PROVIDED PASSAGE:
== Segment start ==

MANILA—President Ferdinand Marcos Jr. on early Wednesday (Manila time) sought support from United Nations members for the Philippines' candidature to the Security Council.
"My country's experience in building peace and forging new paths of cooperation can enrich the work of the Security Council," Marcos said during his 20-minute speech at the 77th UN General Assembly at the United Nations Headquarters.
"To this end, I appeal for the valuable support of all UN member states for the Philippines' candidature to the Security Council for the term 2027-2028."
Marcos cited the "success" of Manila's peace treaty in the southern Bangsamoro region in the Philippines to promote the country's candidacy.
"The peace that we have forged after many decades of conflict among warring factions and clansmen demonstrates that unity is possible even in the most trying circumstance," he said.
The primary responsibility of the UN Security Council, composed of 15 members, is to maintain international peace and security.
The council's five permanent members are China, France, Russian Federation, the United Kingdom, and the United States. Current temporary members are Albania, Brazil, Gabon, Ghana, India, Ireland, Kenya, Mexico, Norway, and the United Arab Emirates.
In January 2004, the Philippines assumed one of the elected seats in the Security Council for the term 2004-2005.
WIDENING GEOPOLITICAL POLARITIES
Marcos's call for support for the Philippines in the UN's most powerful body came as he warned of the effects of "widening geopolitical polarities and sharpening strategic competitions" in the international political landscape.
"A profound lack of trust is putting enormous strains on our multilateral system. Our very charter is being violated around the world as we speak. In Asia, our hard-won peace and stability (are) under threat by increasing strategic and ideological tensions," he told UN member states, without mentioning countries.
The President said these violations require the international community's action to "uphold the ideals" that led to the establishment of the UN.
Marcos noted the global "existential threat" of nuclear weapons despite international agreements designed to avert their use.
"We must reject the notion of deterrence and remain committed to decreasing the global stockpile of these weapons. At the same time, we must also address the scourge of the proliferation of all weapons— be they small arms, light weapons, or improvised explosive devices," he said.
His statement comes amid high tensions between China, Russia, and the US and its allies amid the Ukraine-Russian war and disputes in the Indo-Pacific region.
Marcos has reiterated his foreign policy that the Philippines "shall continue to be a friend to all and an enemy of none" and will pursue stronger and "multi-faceted relationships with all our partners around the world."
In July, Marcos said he would "find ways to work to resolve the conflicts that we have" with China over territorial and maritime disputes in the South China Sea.
But he vowed his administration will assert the Philippines' sovereignty in its territories in the resource-rich waters.

== Segment end ==

Stored data entries

== Segment start ==

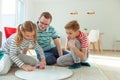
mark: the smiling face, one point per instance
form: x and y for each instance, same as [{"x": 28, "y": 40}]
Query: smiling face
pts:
[
  {"x": 28, "y": 35},
  {"x": 72, "y": 34},
  {"x": 44, "y": 23}
]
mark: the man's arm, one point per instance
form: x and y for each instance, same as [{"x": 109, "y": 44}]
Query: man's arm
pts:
[{"x": 58, "y": 45}]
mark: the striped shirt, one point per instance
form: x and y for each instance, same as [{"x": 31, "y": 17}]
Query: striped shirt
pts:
[
  {"x": 45, "y": 38},
  {"x": 13, "y": 50},
  {"x": 84, "y": 41}
]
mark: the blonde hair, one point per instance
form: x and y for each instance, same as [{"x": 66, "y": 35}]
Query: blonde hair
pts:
[
  {"x": 27, "y": 26},
  {"x": 74, "y": 25}
]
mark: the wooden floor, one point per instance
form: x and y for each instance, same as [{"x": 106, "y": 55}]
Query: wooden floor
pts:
[{"x": 109, "y": 63}]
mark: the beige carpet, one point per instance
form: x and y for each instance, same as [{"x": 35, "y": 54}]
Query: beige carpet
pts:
[{"x": 84, "y": 73}]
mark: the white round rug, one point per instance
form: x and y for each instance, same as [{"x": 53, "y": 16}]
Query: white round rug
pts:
[{"x": 49, "y": 73}]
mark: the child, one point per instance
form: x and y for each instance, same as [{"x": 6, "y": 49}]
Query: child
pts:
[
  {"x": 77, "y": 43},
  {"x": 15, "y": 46}
]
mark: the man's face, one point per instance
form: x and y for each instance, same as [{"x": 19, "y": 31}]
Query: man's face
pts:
[
  {"x": 44, "y": 23},
  {"x": 71, "y": 34}
]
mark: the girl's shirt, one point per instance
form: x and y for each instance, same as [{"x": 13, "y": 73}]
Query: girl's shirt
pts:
[
  {"x": 13, "y": 50},
  {"x": 83, "y": 39}
]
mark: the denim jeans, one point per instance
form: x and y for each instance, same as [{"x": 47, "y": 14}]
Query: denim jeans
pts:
[{"x": 51, "y": 55}]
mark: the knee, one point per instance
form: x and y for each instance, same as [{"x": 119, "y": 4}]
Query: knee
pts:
[
  {"x": 5, "y": 64},
  {"x": 60, "y": 61},
  {"x": 51, "y": 60}
]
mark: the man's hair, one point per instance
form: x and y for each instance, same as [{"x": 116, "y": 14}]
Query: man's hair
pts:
[
  {"x": 47, "y": 15},
  {"x": 74, "y": 25},
  {"x": 27, "y": 26}
]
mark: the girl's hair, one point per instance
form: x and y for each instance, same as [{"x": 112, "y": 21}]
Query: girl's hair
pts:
[
  {"x": 74, "y": 25},
  {"x": 27, "y": 26},
  {"x": 47, "y": 15}
]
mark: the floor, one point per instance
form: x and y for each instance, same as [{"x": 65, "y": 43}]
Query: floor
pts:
[{"x": 108, "y": 63}]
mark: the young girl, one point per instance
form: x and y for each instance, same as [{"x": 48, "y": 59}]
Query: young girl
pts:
[
  {"x": 16, "y": 44},
  {"x": 77, "y": 43}
]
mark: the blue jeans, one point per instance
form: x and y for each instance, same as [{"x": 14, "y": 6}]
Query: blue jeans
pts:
[{"x": 52, "y": 55}]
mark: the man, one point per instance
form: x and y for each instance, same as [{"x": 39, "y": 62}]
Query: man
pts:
[{"x": 48, "y": 39}]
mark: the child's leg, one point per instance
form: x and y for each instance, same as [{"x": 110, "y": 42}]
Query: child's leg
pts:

== Segment end ==

PROBLEMS AND TASKS:
1) Summarize the article on Marcos's UN speech in two sentences.
2) Return the stretch of the article on Marcos's UN speech from "The primary responsibility" through "the term 2004-2005.", copied word for word.

SOLUTIONS TO THE TASKS:
1) At the 77th UN General Assembly, President Ferdinand Marcos Jr. asked UN member states to support the Philippines' candidature to the Security Council for the 2027-2028 term, citing the peace forged in the southern Bangsamoro region. He also warned of widening geopolitical polarities and sharpening strategic competitions, urged rejecting the notion of nuclear deterrence and decreasing the global stockpile of such weapons, and reiterated that the Philippines shall be a friend to all and an enemy of none.

2)
The primary responsibility of the UN Security Council, composed of 15 members, is to maintain international peace and security.
The council's five permanent members are China, France, Russian Federation, the United Kingdom, and the United States. Current temporary members are Albania, Brazil, Gabon, Ghana, India, Ireland, Kenya, Mexico, Norway, and the United Arab Emirates.
In January 2004, the Philippines assumed one of the elected seats in the Security Council for the term 2004-2005.